EXCERPT PROVIDED start

Knight at the Movies Archives
Mike Judge's returns - this time on the side of the boss, Renee Zellweger acts but doesn't look the part in a familiar road comedy
When I look back over the 2009 summer blockbuster season which is now officially over, it’s not the gut busters that I’m eager to
see again or that I’m recommending (with the vivid exception of
District 9 which only really fits in the category in retrospect – it’s like
“the little blockbuster that could”).  For me, it’s the “little” movies that sprouted up between the behemoths that have given
sustained pleasure this summer.  To this slate of winning pictures –
500 Days of Summer, The Hurt Locker, Julie & Julia, and Taking
Woodstock – I am happy to add Extract, the first comedy from writer-director Mike Judge since 2006’s Idiocracy.

Extract follows the good but predictable life of Joel (Jason Bateman), the owner/operator of a small extract flavoring plant as he
deals with a number of pesky employee problems at work and tries to figure out a way to reignite his sex life with his wife Suzie
(SNL's Kristen Wiig).  Joel turns to his loopy bartender friend Dean (Ben Affleck) for a solution.  Dean, who offers sage advice while
chewing on Tums for a nervous condition comes up with a nutty scheme that Joel quickly jumps at.  Dean enlists another customer
Brad (Dustin Milligan), a blond tanned twink who looks as if he stepped out of an 80s gay porn and works as an amateur escort, to
pose as the new pool boy, seduce Suzie once and then break things off.  Suzie, Dean theorizes, will naturally then feel so guilty
she'll jump back into bed with Joel.  Brad, who is almost as stupid as the dumb stud played by Bill Paxton in Ruthless People, quickly
agrees and Joel, horny to the point of distraction, pays the freight that sets the scheme in motion.

EXCERPT PROVIDED end

** REQUEST 1 **
Name every actor the movie review says appears in Extract.
The listing has no connection to the movie review.

STORED ROWS start

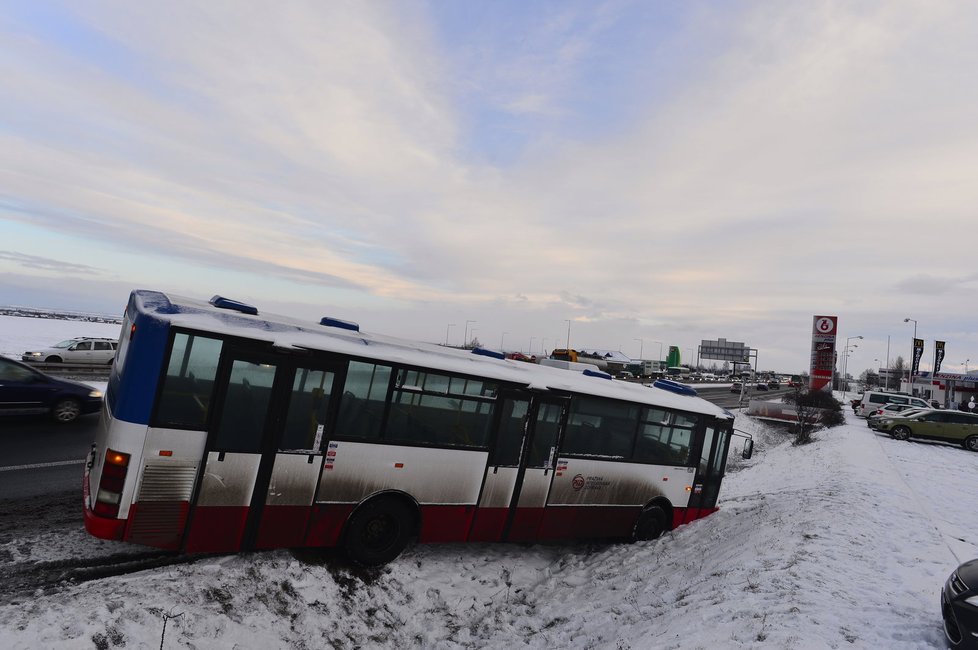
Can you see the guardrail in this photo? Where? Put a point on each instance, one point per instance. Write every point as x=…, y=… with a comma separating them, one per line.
x=73, y=369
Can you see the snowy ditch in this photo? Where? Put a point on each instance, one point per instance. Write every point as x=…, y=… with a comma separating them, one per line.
x=842, y=543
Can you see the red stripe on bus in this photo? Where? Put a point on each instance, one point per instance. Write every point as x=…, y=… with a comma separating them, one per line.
x=157, y=523
x=283, y=526
x=326, y=523
x=526, y=524
x=216, y=529
x=488, y=524
x=582, y=522
x=101, y=527
x=445, y=523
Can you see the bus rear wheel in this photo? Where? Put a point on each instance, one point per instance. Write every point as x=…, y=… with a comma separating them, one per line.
x=900, y=433
x=377, y=532
x=649, y=525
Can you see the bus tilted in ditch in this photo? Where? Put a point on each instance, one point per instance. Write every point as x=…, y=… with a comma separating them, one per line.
x=224, y=429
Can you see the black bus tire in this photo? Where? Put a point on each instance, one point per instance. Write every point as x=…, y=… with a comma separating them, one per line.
x=377, y=532
x=649, y=525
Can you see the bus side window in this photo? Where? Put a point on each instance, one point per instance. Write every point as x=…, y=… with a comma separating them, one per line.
x=664, y=438
x=308, y=407
x=600, y=427
x=363, y=401
x=189, y=382
x=435, y=409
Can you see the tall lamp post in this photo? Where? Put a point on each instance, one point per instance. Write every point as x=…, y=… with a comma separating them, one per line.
x=912, y=343
x=465, y=336
x=845, y=366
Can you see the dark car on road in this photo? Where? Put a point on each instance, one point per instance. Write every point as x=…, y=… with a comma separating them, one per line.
x=959, y=606
x=25, y=391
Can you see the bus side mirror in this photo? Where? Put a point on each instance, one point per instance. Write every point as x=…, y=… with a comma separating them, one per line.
x=748, y=449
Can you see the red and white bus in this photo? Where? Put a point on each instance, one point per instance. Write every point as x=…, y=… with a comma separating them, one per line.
x=224, y=429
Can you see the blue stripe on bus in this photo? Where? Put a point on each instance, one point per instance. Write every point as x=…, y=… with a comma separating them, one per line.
x=133, y=400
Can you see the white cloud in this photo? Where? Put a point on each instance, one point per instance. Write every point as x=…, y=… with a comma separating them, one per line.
x=809, y=149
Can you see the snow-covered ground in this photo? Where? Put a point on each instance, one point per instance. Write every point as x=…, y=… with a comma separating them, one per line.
x=18, y=334
x=844, y=543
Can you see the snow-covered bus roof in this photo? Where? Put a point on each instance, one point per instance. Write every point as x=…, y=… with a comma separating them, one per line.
x=289, y=333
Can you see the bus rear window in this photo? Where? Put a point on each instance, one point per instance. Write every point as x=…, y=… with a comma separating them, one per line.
x=189, y=382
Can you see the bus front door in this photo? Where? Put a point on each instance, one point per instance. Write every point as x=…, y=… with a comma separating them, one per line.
x=263, y=456
x=520, y=470
x=709, y=473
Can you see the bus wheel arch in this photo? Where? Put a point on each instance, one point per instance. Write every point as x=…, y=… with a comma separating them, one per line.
x=380, y=528
x=655, y=519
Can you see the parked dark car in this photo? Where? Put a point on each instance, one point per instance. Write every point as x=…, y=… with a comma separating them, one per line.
x=25, y=391
x=959, y=606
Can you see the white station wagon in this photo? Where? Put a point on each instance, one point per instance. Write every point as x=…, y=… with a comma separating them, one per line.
x=79, y=350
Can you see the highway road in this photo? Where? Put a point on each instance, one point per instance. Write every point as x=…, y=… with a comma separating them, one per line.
x=42, y=457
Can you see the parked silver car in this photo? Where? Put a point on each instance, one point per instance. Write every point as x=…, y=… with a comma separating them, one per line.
x=78, y=350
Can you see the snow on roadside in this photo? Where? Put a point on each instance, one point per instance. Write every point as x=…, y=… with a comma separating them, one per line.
x=19, y=333
x=844, y=543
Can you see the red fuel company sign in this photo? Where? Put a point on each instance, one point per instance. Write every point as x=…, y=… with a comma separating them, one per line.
x=823, y=351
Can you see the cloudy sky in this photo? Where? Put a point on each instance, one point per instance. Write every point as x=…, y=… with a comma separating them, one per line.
x=656, y=173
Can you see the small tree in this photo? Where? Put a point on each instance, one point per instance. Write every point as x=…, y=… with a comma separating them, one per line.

STORED ROWS end

** REQUEST 2 **
Copy the listing word for word from its beginning through the line containing "x=73, y=369", leaving out the picture.

** PROBLEM SOLUTION 1 **
Jason Bateman
Kristen Wiig
Ben Affleck
Dustin Milligan

** PROBLEM SOLUTION 2 **
Can you see the guardrail in this photo? Where? Put a point on each instance, one point per instance. Write every point as x=…, y=… with a comma separating them, one per line.
x=73, y=369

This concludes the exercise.